Challenge ::
Rewrite every item below, replacing each occurrence of "spelled out" with "written out" and leaving all other wording unchanged.

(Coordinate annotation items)
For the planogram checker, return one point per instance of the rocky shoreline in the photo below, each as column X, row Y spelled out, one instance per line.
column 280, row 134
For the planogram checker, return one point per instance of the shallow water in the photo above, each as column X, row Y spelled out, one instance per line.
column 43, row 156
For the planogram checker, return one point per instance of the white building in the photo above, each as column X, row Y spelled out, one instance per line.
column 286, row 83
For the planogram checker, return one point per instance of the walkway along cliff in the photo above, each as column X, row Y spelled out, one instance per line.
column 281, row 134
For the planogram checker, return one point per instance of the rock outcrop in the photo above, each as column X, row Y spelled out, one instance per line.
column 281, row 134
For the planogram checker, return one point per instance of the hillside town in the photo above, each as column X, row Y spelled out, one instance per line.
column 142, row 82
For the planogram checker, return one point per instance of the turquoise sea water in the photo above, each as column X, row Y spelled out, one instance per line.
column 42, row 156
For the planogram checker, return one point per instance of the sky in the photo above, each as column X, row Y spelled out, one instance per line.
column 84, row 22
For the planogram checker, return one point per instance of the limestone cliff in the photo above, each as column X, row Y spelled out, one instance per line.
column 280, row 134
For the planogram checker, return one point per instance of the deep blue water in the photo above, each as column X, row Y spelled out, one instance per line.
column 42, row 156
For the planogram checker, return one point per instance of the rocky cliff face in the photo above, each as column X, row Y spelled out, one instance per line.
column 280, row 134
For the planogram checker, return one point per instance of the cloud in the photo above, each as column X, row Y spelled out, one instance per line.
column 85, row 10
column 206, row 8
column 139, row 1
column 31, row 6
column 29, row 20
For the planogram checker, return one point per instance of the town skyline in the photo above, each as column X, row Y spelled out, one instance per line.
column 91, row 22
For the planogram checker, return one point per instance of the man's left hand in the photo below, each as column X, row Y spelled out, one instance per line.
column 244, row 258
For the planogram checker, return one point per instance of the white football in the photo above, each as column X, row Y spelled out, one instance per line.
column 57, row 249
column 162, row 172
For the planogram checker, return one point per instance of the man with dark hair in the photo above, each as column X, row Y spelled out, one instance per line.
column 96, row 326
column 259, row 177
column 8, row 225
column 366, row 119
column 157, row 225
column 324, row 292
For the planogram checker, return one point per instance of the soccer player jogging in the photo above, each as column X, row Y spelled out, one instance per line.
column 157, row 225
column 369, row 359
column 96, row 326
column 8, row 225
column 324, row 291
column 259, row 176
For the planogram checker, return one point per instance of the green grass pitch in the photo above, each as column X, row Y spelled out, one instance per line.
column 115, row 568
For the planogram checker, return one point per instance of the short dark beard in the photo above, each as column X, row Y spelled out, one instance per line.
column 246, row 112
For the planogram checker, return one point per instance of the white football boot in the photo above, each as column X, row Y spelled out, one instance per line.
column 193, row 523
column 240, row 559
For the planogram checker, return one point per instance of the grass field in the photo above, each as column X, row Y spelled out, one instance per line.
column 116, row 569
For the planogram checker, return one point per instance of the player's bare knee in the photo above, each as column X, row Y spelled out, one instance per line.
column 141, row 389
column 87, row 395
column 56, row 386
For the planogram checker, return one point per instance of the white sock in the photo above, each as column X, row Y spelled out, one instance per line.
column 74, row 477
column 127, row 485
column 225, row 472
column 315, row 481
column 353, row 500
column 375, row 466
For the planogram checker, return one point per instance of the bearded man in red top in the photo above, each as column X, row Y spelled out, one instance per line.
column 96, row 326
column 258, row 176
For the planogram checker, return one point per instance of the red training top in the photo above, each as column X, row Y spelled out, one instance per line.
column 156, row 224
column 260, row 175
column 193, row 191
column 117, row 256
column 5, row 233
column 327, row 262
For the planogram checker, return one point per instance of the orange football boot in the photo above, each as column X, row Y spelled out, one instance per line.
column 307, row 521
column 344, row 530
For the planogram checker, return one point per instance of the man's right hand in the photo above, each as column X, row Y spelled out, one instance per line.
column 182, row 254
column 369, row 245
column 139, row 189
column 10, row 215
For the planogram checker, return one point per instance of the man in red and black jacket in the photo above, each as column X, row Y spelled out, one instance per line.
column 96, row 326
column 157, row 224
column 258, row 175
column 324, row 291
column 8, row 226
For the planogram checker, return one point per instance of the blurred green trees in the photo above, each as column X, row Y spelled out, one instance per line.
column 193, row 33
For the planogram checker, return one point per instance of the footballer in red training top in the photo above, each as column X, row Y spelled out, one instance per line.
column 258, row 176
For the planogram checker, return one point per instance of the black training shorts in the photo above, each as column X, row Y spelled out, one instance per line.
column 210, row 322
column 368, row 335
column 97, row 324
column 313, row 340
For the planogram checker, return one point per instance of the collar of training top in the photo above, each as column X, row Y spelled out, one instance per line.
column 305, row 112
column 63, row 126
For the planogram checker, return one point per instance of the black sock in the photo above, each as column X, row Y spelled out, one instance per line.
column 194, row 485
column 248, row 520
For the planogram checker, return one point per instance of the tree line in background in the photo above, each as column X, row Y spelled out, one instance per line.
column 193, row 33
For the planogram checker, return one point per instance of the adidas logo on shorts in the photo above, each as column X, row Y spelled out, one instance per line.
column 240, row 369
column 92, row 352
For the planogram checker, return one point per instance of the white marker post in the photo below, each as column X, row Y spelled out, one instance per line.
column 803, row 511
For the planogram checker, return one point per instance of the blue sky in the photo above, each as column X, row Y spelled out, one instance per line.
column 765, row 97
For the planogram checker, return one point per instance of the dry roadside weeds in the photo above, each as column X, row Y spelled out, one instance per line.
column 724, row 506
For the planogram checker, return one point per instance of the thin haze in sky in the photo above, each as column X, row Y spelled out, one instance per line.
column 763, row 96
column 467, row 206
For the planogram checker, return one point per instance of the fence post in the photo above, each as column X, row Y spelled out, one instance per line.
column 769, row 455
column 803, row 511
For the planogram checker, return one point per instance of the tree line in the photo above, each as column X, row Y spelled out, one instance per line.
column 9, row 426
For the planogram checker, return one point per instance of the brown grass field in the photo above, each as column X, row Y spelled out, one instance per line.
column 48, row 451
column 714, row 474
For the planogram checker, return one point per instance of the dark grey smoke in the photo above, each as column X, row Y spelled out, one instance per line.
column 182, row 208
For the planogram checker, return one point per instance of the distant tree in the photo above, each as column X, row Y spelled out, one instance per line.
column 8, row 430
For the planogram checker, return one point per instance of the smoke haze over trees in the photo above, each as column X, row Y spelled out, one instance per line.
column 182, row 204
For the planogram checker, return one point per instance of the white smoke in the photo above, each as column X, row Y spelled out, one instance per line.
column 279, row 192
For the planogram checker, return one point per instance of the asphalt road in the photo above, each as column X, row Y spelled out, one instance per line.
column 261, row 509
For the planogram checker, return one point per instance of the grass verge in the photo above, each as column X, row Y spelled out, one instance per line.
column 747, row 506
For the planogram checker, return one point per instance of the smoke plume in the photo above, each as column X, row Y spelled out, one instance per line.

Exercise output ::
For the planogram checker, return one point per instance of the rocky shoreline in the photo below, each as column X, row Y written out, one instance per line.
column 280, row 134
For the planogram checker, return one point per instance of the shallow water in the photo above, each as column X, row Y written out, one instance per line.
column 43, row 156
For the planogram checker, return one point per instance of the white building in the photo above, each as column X, row Y written out, one instance per line.
column 286, row 83
For the planogram checker, return one point per instance of the walkway along cliff in the photo above, each as column X, row Y written out, one instance per line.
column 281, row 134
For the planogram checker, return one point per instance of the rock outcrop in the photo above, each as column X, row Y written out, one instance per line.
column 281, row 134
For the planogram checker, return one point per instance of the hillside town in the photo above, each as column X, row Y written out, one instance per line.
column 142, row 82
For the planogram checker, return one point per instance of the turquoise sea water in the photo above, each as column X, row Y written out, one instance per line.
column 42, row 156
For the planogram checker, return one point per instance of the sky in the photo above, each as column X, row Y written out, one instance per line.
column 84, row 22
For the planogram checker, return one point per instance of the limestone cliff in the photo above, each as column X, row Y written out, one instance per line.
column 280, row 134
For the planogram checker, return one point per instance of the deep blue water in the photo above, each as column X, row Y written out, one instance per line.
column 42, row 156
For the planogram checker, return one point per instance of the rocky cliff face in the photo above, each as column X, row Y written out, one instance per line.
column 280, row 134
For the planogram checker, return one point per instance of the cloud in the photo above, each as column X, row Y written out, one instance per line.
column 85, row 10
column 206, row 8
column 139, row 1
column 31, row 6
column 29, row 20
For the planogram checker, return one point per instance of the town skyline in the photo above, each as column X, row Y written out, one instance per line.
column 91, row 22
For the planogram checker, return one point per instance of the man's left hand in the photo below, each as column X, row Y written out, one instance per line.
column 244, row 258
For the planogram checker, return one point per instance of the white football in the photo above, each as column X, row Y written out, one instance per line.
column 57, row 249
column 162, row 172
For the planogram checker, return one point per instance of the man with dark hair in the photo above, each as column X, row Y written out, one instance per line.
column 96, row 326
column 259, row 177
column 8, row 225
column 366, row 119
column 157, row 225
column 324, row 292
For the planogram checker, return one point per instance of the soccer player jogging in the photo above, each as column X, row Y written out, one instance per line.
column 157, row 225
column 369, row 359
column 96, row 326
column 8, row 225
column 324, row 291
column 259, row 176
For the planogram checker, return one point per instance of the green grass pitch in the photo above, each as column X, row Y written out, one instance per line.
column 115, row 568
For the planogram checker, return one point per instance of the short dark beard in the photo above, each as column X, row Y written out, one instance per line.
column 246, row 112
For the planogram checker, return one point per instance of the white football boot in the photo above, each as column X, row Y written out, one instance per line.
column 193, row 523
column 240, row 559
For the planogram checker, return one point per instance of the grass field in the photo above, each as column X, row Y written out, one instance per line.
column 116, row 569
For the planogram checker, return one point per instance of the player's bare knee in the photo above, each as column X, row Y written out, one instance per line.
column 141, row 389
column 87, row 395
column 56, row 386
For the planogram checker, return one point per instance of the white sock in the photo above, each as column X, row Y written out, one instance per line.
column 74, row 477
column 127, row 485
column 225, row 472
column 315, row 481
column 353, row 500
column 375, row 466
For the planogram checker, return one point per instance of the bearded man in red top in the photo above, each as column X, row Y written out, one instance per line.
column 96, row 326
column 258, row 176
For the planogram checker, return one point per instance of the red training top in the photo above, each as column X, row Y written out, one instance per line.
column 156, row 224
column 260, row 175
column 193, row 191
column 117, row 256
column 5, row 233
column 327, row 262
For the planogram checker, return one point per instance of the orange football boot in the photo above, each as column X, row Y written out, one instance per line.
column 307, row 521
column 344, row 530
For the planogram checker, return one point per instance of the man's right hand in the photo above, each as column X, row Y written out, one instance per line.
column 182, row 254
column 369, row 245
column 139, row 189
column 10, row 215
For the planogram checker, return one point per instance of the man in red and black jacket in the photo above, each as column X, row Y written out, one instance per line.
column 96, row 326
column 157, row 224
column 258, row 175
column 324, row 291
column 8, row 226
For the planogram checker, return one point per instance of the blurred green trees in the photo above, each as column X, row Y written out, one instance per line.
column 193, row 33
For the planogram checker, return one point per instance of the footballer in red training top in the photo above, each as column X, row Y written out, one instance per line.
column 258, row 176
For the planogram checker, return one point per instance of the black training shorts in the photo above, each as column X, row Y written out, one instance per line.
column 210, row 322
column 368, row 335
column 97, row 324
column 313, row 340
For the planogram checker, return one point per instance of the collar of training top in the photo above, each as column X, row Y written out, one instance per line.
column 305, row 112
column 63, row 126
For the planogram checker, return one point per instance of the black sock in the photo above, each as column X, row Y written out, one instance per line.
column 194, row 485
column 248, row 520
For the planogram checker, return one point per instance of the tree line in background in the photo above, each as column X, row Y written out, one instance per line.
column 193, row 33
For the planogram checker, return one point per instance of the adidas logo on shorts in the photo above, each as column X, row Y written out, one instance per line.
column 240, row 369
column 92, row 352
For the planogram checker, return one point per instance of the white marker post in the photo below, each as column X, row Y written out, one instance per line.
column 803, row 511
For the planogram checker, return one point per instance of the blue sky in the photo above, each as column X, row Y written out, one instance per line.
column 765, row 97
For the planogram checker, return one point per instance of the dry roadside weeds in the photo above, each as column X, row Y written out, one instance per line.
column 724, row 506
For the planogram checker, return one point per instance of the thin haze in sky in the photo above, each as column X, row Y written out, one instance per line.
column 763, row 96
column 467, row 206
For the planogram checker, return one point per instance of the fence post in the photo above, each as column X, row Y written out, one instance per line.
column 769, row 455
column 803, row 511
For the planogram checker, return one point per instance of the tree line in the photo above, each as column X, row Y written out, one instance per line.
column 9, row 426
For the planogram checker, return one point per instance of the brown grass field in the photo above, each as column X, row Y written out, one instance per line.
column 48, row 451
column 714, row 474
For the planogram checker, return one point per instance of the dark grey smoke in the photo above, each as column X, row Y written out, one instance per line.
column 182, row 208
For the planogram checker, return one point per instance of the distant tree in the photo above, each as column X, row Y written out, one instance per line.
column 8, row 430
For the planogram checker, return one point per instance of the smoke haze over trees in the photo above, each as column X, row Y written out, one instance per line.
column 182, row 204
For the planogram checker, return one point per instance of the white smoke in the photo above, each as column X, row Y written out, one instance per line.
column 279, row 192
For the planogram checker, return one point per instance of the asphalt road in the photo above, each as column X, row Y written out, one instance per line.
column 261, row 509
For the planogram checker, return one point per instance of the grass verge in the photo above, each as column X, row Y written out, one instance per line.
column 747, row 506
For the planogram checker, return one point per instance of the smoke plume in the photo above, each as column X, row Y written out, one instance per line.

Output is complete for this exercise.